» **TASK**
An exact transcription of each entry below is required, without any pictures.

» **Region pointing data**
--- START ---

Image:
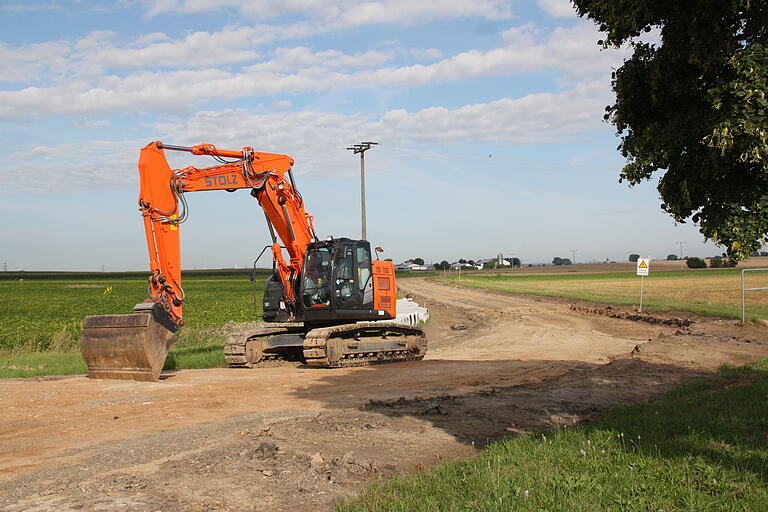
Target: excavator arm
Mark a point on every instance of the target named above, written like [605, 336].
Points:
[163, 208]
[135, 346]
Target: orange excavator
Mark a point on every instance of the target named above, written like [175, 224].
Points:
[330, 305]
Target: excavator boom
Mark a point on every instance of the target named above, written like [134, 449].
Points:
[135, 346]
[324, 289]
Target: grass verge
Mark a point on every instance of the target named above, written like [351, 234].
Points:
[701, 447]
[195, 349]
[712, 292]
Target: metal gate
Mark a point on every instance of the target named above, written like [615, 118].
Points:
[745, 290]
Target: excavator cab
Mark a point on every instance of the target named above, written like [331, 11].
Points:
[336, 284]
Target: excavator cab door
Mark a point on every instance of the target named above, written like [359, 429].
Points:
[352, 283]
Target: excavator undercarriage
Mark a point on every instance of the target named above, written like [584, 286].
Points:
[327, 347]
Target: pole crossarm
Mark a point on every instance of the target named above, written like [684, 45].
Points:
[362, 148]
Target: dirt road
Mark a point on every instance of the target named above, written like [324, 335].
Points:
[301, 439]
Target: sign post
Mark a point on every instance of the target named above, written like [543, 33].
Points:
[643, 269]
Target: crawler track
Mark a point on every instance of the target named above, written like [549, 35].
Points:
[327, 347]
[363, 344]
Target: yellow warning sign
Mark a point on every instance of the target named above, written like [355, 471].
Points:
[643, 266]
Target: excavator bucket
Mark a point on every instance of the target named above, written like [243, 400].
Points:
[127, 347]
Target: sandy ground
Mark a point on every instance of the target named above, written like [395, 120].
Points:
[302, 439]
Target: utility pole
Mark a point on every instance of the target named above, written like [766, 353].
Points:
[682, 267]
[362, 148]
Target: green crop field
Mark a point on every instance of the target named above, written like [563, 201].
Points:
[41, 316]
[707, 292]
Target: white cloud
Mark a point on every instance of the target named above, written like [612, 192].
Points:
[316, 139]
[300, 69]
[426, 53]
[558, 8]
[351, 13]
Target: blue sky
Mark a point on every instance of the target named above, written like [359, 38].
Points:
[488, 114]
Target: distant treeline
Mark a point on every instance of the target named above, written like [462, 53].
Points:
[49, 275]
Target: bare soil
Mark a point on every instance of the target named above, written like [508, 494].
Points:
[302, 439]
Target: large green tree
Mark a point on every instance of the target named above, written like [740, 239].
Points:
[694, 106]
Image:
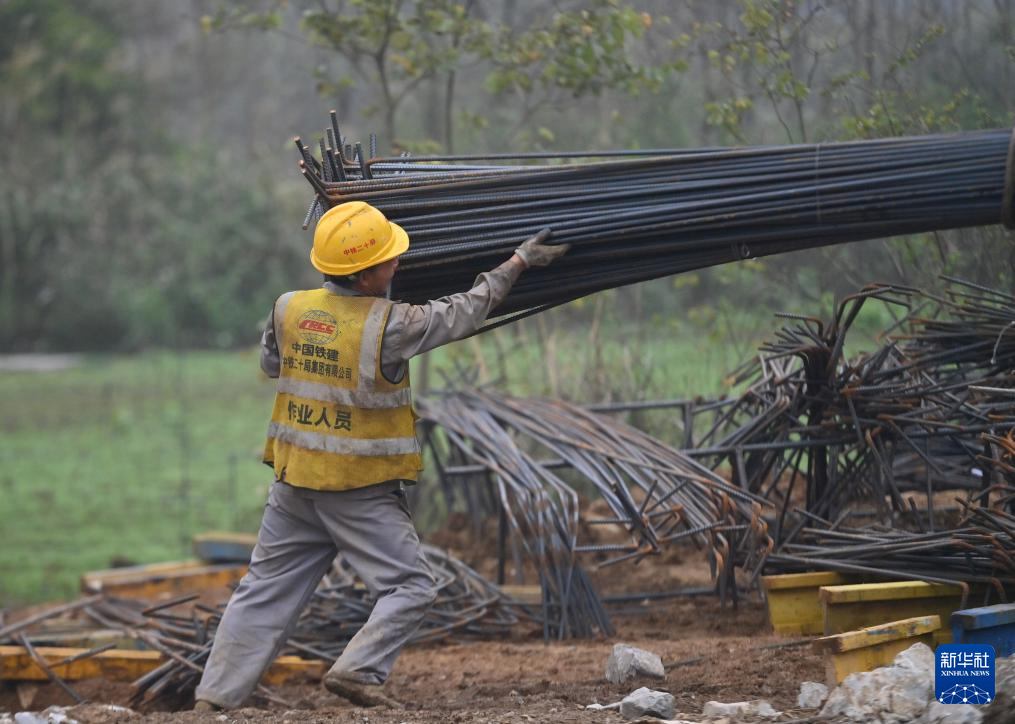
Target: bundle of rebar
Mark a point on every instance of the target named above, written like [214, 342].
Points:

--- END ---

» **SOLUTION TO THIS EXERCISE**
Image:
Target: excavator arm
Mark a point on every instance of the target named above, written like [605, 336].
Points:
[163, 208]
[135, 346]
Target: orange excavator
Mark a point on every instance of the target named above, written like [175, 224].
Points:
[330, 305]
Target: excavator boom
Mark a point on every instance of the target named above, written like [134, 449].
Points:
[135, 346]
[324, 289]
Target: grass verge
Mark a point on every instance of the target named above, written like [351, 234].
Points:
[701, 447]
[195, 349]
[712, 292]
Target: metal gate
Mark a point on every instance of the target named above, written like [615, 118].
Points:
[745, 290]
Target: excavator cab
Mark a point on every instance of the target named above, written like [331, 11].
Points:
[336, 284]
Target: excavator cab door
Mark a point on every instance of the target named above, written like [359, 429].
Points:
[352, 283]
Target: excavator undercarriage
Mark a point on every instance of the target named above, written like [584, 286].
Points:
[327, 347]
Target: pole crossarm
Mark a point on every instance of the target named above, written like [684, 45].
Points:
[362, 148]
Target: dirt road
Mark a point on every instance of the target named above, written like [324, 335].
Points:
[301, 439]
Target: sign post
Mark a point on every instance of the target named above, written like [543, 33].
Points:
[643, 269]
Target: crawler track
Mark a point on every instance of the target named above, written like [549, 35].
Points:
[327, 347]
[363, 344]
Target: yellow warning sign
Mark a point on every instance of the target named above, written like [355, 471].
Points:
[643, 266]
Target: excavator bucket
Mark a point on every instance of the target named above, written like [243, 400].
Points:
[127, 347]
Target: sandy ground
Mark a point on every instance of the target named above, written like [395, 120].
Points:
[302, 439]
Target: utility pole
Mark a point on every instance of the target named above, written like [766, 353].
Points:
[682, 267]
[362, 148]
Target: green crop field
Mark a point on every instance of the target named above, written like [563, 201].
Points:
[41, 316]
[707, 292]
Target: white cloud
Mark a point on every instance of the target named above, written like [612, 192].
Points:
[316, 139]
[300, 69]
[426, 53]
[558, 8]
[351, 13]
Target: blue sky
Mark a point on every instance of the target named above, written like [359, 38].
Points:
[488, 114]
Target: distant treeline
Mark a point on every instance of the target named above, written like [462, 53].
Points:
[49, 275]
Target: bare soil
Mark a point on every instance of the target named above, written like [508, 494].
Points:
[302, 439]
Target: large green tree
Mark a point on every instance of the target named above, written like [740, 239].
Points:
[694, 106]
Image:
Target: bundle of rebar
Mark a point on every instance of the target named above, written like [214, 342].
Points:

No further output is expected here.